Start of Extracted material
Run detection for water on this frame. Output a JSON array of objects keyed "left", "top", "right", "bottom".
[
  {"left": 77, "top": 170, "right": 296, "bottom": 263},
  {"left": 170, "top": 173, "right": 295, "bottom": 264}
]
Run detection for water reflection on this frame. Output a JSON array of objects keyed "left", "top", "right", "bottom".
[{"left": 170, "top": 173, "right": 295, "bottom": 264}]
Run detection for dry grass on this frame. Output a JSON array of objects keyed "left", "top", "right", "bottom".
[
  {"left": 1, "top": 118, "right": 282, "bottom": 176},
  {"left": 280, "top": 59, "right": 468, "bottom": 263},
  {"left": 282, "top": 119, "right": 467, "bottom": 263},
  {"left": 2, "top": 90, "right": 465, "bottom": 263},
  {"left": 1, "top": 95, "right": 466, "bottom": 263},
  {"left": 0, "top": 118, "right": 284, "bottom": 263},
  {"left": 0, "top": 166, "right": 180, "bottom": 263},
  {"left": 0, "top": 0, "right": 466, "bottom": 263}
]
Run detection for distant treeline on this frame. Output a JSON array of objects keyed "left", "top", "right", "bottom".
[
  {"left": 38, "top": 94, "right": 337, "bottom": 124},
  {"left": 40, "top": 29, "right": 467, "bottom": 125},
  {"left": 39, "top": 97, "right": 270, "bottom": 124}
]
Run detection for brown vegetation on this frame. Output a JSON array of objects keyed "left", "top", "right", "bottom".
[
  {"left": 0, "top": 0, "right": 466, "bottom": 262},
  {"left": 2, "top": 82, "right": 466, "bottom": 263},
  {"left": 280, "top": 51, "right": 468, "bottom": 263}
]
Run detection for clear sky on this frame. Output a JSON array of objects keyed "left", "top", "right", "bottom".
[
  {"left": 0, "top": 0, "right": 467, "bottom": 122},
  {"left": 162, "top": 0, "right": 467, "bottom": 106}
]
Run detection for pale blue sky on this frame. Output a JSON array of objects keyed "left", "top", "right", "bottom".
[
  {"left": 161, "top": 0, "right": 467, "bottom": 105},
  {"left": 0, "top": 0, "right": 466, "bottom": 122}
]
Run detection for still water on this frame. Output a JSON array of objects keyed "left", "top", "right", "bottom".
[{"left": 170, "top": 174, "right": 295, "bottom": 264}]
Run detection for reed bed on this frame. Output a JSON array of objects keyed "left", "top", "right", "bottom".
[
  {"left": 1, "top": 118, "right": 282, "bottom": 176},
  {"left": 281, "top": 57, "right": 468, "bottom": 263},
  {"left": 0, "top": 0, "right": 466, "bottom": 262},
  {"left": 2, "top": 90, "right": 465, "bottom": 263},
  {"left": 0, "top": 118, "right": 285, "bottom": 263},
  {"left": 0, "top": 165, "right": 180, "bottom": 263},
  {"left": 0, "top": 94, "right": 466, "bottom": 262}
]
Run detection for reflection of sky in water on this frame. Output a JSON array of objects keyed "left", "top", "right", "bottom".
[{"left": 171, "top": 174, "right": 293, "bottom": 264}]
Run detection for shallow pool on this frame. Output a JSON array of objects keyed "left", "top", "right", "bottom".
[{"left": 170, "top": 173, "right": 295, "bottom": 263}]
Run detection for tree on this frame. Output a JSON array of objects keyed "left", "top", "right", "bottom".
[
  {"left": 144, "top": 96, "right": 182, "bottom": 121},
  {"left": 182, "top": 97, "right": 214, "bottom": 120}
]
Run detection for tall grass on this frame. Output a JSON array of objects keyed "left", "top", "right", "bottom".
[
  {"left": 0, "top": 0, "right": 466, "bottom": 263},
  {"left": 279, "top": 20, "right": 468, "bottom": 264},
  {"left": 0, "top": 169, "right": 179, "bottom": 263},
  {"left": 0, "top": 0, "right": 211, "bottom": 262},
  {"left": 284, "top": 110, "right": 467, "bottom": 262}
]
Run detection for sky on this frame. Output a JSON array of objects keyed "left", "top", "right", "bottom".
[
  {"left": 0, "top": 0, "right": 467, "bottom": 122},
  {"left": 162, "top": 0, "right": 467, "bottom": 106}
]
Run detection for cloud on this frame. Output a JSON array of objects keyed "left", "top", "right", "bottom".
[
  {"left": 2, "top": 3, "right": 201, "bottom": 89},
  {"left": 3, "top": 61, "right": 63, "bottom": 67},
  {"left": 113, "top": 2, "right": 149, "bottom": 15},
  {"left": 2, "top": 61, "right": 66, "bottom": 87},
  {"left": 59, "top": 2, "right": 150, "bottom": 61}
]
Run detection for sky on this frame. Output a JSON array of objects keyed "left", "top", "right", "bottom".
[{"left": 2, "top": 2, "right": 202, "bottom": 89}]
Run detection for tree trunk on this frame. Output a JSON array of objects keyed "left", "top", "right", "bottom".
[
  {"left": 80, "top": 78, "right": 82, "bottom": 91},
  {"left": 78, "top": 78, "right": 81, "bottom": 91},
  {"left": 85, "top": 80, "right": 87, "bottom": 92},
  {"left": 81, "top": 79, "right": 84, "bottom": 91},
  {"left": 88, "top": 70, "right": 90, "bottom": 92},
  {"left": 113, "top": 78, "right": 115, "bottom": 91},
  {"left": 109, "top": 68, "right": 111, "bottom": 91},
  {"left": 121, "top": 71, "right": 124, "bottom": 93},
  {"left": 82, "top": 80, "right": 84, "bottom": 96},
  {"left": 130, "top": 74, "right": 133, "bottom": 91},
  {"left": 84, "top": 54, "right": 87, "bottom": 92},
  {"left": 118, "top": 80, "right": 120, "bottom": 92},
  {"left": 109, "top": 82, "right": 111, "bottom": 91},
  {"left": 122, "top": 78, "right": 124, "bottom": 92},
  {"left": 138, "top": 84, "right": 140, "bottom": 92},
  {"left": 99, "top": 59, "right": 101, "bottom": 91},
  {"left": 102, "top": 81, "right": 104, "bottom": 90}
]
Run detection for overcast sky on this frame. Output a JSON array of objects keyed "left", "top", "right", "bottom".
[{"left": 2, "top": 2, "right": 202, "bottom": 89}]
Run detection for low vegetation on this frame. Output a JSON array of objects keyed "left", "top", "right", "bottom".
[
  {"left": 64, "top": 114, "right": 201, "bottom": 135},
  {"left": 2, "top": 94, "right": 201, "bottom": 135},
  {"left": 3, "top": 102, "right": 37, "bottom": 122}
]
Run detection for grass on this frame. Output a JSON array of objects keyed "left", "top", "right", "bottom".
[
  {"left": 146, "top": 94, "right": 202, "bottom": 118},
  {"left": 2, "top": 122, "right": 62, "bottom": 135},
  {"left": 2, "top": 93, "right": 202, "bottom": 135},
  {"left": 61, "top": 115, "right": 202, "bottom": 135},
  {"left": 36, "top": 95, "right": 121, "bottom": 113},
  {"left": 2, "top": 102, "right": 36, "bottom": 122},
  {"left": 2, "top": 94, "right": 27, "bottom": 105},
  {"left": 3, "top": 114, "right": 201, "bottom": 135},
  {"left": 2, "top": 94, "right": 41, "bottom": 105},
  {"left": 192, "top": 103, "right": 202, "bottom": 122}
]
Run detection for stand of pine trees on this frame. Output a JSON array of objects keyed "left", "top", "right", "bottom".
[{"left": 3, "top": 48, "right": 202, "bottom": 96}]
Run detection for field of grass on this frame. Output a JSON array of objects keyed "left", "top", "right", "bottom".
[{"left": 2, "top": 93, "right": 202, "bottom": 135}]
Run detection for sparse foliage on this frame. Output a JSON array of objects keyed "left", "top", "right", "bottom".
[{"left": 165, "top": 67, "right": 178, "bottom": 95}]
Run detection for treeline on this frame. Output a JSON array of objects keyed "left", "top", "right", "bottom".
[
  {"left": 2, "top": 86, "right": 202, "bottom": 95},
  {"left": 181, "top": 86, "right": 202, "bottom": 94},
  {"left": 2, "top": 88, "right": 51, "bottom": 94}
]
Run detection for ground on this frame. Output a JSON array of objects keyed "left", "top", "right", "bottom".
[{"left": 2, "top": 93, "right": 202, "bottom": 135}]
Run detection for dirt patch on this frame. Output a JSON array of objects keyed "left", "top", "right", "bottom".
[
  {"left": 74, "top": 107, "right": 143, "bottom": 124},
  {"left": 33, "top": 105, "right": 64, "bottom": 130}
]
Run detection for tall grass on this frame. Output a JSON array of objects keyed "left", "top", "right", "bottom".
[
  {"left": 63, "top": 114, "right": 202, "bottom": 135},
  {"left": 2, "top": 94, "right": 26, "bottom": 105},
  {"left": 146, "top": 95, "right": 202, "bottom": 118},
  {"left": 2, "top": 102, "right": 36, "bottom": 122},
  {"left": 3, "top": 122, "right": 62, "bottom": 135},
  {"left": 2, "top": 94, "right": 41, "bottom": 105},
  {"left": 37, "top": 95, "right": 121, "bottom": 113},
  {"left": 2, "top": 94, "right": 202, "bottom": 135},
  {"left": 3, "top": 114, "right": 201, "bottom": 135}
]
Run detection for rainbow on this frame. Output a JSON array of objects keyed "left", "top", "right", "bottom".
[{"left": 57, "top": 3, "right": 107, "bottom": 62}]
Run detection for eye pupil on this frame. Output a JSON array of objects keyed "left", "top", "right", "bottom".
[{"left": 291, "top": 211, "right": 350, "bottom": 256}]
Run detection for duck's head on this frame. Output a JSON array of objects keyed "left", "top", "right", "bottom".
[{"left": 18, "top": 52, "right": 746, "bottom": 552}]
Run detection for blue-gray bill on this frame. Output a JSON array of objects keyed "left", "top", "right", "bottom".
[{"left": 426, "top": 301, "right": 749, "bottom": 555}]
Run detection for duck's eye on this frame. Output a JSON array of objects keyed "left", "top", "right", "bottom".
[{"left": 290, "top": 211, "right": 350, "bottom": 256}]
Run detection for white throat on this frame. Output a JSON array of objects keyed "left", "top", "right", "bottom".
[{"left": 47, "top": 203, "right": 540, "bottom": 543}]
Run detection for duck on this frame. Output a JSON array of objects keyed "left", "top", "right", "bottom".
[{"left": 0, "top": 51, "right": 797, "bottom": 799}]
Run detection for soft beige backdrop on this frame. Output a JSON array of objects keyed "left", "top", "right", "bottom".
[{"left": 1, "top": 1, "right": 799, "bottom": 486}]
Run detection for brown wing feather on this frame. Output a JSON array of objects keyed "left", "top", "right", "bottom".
End of Extracted material
● Work required:
Set down exactly the line that holds "Run detection for blue-gray" and all lines after it to the end of the data.

● Task response:
Run detection for blue-gray bill on this frame. Output a JSON array of objects keyed "left", "top", "right", "bottom".
[{"left": 426, "top": 301, "right": 749, "bottom": 555}]
Run detection for duck's eye on this frame. Output a JSON array of objects keyed "left", "top", "right", "bottom".
[{"left": 290, "top": 211, "right": 350, "bottom": 256}]
Run detection for white throat on this frame. Output a JSON array of objects keyed "left", "top", "right", "bottom".
[{"left": 47, "top": 203, "right": 540, "bottom": 543}]
Run detection for duck on this frame. Output a JSON array of objects keyed "left", "top", "right", "bottom".
[{"left": 0, "top": 51, "right": 797, "bottom": 799}]
Run detection for soft beige backdrop on this frame. Output a JSON array of objects keyed "left", "top", "right", "bottom".
[{"left": 1, "top": 1, "right": 799, "bottom": 486}]
Run detection for brown wing feather on this frame. Output a JSON array of objects keyed "left", "top", "right", "bottom".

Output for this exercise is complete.